• [Instructions for the task]
Take all the material and copy it exactly.

Items listed in a dataset
[start]

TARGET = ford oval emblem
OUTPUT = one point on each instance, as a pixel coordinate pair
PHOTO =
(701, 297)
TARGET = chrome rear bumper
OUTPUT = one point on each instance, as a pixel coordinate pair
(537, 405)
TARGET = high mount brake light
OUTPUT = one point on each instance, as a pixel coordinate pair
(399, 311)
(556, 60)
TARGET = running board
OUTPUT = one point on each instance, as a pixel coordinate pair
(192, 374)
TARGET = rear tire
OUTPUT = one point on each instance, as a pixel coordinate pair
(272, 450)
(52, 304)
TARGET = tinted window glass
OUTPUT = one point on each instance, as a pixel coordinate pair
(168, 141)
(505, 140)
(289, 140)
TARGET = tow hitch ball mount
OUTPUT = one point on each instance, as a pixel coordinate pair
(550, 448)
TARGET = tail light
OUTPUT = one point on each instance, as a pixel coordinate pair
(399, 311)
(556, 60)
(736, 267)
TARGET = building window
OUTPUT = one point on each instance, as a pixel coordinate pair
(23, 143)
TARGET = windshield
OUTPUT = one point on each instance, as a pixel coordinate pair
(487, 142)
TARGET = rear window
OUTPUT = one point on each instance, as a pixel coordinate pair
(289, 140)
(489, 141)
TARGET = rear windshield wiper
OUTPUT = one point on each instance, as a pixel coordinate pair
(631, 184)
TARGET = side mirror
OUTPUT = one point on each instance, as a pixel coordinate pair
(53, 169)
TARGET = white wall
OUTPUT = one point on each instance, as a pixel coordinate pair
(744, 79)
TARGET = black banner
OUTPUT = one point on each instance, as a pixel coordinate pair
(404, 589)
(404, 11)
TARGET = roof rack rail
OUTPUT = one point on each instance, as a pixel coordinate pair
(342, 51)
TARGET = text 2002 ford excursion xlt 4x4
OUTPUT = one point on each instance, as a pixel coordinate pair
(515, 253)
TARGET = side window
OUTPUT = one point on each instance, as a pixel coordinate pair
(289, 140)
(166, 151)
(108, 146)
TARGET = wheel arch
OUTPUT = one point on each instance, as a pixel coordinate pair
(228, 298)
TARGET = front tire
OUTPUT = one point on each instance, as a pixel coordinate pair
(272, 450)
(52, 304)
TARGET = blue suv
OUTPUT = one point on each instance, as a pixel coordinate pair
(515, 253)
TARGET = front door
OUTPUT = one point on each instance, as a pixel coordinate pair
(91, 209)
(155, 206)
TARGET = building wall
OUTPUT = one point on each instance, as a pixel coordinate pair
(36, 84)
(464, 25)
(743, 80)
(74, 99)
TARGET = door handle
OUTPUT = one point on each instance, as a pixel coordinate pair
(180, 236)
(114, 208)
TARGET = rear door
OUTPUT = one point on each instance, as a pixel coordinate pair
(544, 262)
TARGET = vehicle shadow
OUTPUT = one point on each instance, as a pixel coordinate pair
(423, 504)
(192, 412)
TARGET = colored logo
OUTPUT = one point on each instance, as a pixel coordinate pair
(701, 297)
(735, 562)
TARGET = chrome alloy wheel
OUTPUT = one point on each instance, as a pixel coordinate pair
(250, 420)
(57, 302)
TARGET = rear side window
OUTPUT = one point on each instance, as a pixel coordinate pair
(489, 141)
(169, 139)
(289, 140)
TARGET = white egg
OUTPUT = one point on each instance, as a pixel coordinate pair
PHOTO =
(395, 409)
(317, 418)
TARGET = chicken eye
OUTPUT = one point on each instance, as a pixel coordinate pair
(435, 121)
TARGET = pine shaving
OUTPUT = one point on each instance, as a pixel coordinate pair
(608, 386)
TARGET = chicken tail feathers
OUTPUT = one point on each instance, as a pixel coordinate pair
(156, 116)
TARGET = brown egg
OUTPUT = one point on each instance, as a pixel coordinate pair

[end]

• [Right answer]
TARGET = ford oval emblem
OUTPUT = one point on each instance, as a pixel coordinate pair
PHOTO =
(701, 297)
TARGET = chrome rear bumper
OUTPUT = one point on each instance, as a pixel coordinate pair
(537, 405)
TARGET = high mount brake light
OUTPUT = one point on each instance, as a pixel coordinate pair
(399, 311)
(556, 60)
TARGET = running board
OUTPUT = one point on each instance, as a pixel coordinate pair
(192, 374)
TARGET = rear tire
OUTPUT = one point on each instance, as a pixel coordinate pair
(272, 450)
(52, 304)
TARGET = tinted window glass
OUTPUT = one point on each instance, as a pixel coordinate pair
(168, 141)
(505, 140)
(289, 140)
TARGET = tow hitch ball mount
OUTPUT = one point on each instance, as a pixel coordinate pair
(550, 448)
TARGET = tail light
OUTPUT = one point on each instance, as a pixel coordinate pair
(399, 311)
(556, 60)
(736, 267)
TARGET = building window
OUTPUT = one point on each instance, as a pixel coordinate pair
(23, 143)
TARGET = windshield
OUTPUT = one point on each instance, as a pixel coordinate pair
(487, 142)
TARGET = rear window
OUTPUT = one point on each instance, as a pixel coordinate pair
(289, 140)
(489, 141)
TARGET = rear windshield wiper
OUTPUT = one point on each instance, as a pixel coordinate pair
(631, 184)
TARGET = side mirror
OUTPUT = one point on each instance, as a pixel coordinate pair
(53, 169)
TARGET = white wall
OUTPUT = one point on each instance, as a pixel coordinate pair
(744, 79)
TARGET = black banner
OUTPUT = one point on each instance, as a pixel coordinate pair
(404, 589)
(404, 11)
TARGET = roof rack rail
OUTPUT = one point on each instance, as a pixel coordinate pair
(342, 51)
TARGET = text 2002 ford excursion xlt 4x4
OUTPUT = one point on each instance, as a pixel coordinate pair
(515, 253)
TARGET = side window
OUTPUT = one point on each instance, as a pixel coordinate pair
(289, 140)
(166, 151)
(108, 146)
TARGET = wheel arch
OUTPUT = one point on each instance, as a pixel coordinate pair
(228, 298)
TARGET = front tire
OUTPUT = one point on each instance, as a pixel coordinate pair
(272, 450)
(52, 304)
TARGET = blue suv
OUTPUT = one point on each instance, as a pixel coordinate pair
(515, 253)
TARGET = front door
OUTPUT = one point on each instance, as a pixel coordinate pair
(91, 209)
(155, 206)
TARGET = building wall
OUTPUT = one point on each instance, as a pixel coordinate pair
(36, 84)
(464, 25)
(743, 80)
(74, 99)
TARGET = door handle
OUTPUT = one point on each instance, as a pixel coordinate pair
(180, 236)
(114, 208)
TARGET = rear door
OUTPUT = one point on each instance, as a pixel coordinate pair
(544, 262)
TARGET = vehicle shadow
OUTPUT = one point on each instance, as a pixel coordinate pair
(423, 504)
(192, 412)
TARGET = colored logo
OUTPUT = one point on each instance, as a pixel coordinate pair
(701, 297)
(735, 562)
TARGET = chrome alloy wheel
OUTPUT = one point on each instance, as a pixel coordinate pair
(250, 420)
(57, 302)
TARGET = rear side window
OUTPUT = one point on each instance, as a pixel coordinate pair
(489, 141)
(169, 139)
(289, 140)
TARGET = white egg
OUTPUT = one point on each instance, as a pixel coordinate pair
PHOTO =
(395, 409)
(317, 418)
TARGET = chicken eye
OUTPUT = one point on each instance, as a pixel coordinate pair
(435, 121)
TARGET = pine shaving
OUTPUT = one point on each instance, as a pixel coordinate pair
(608, 386)
TARGET = chicken tail feathers
OUTPUT = one point on each instance, as a pixel coordinate pair
(156, 116)
TARGET = brown egg
OUTPUT = one point on each instance, as a pixel coordinate pair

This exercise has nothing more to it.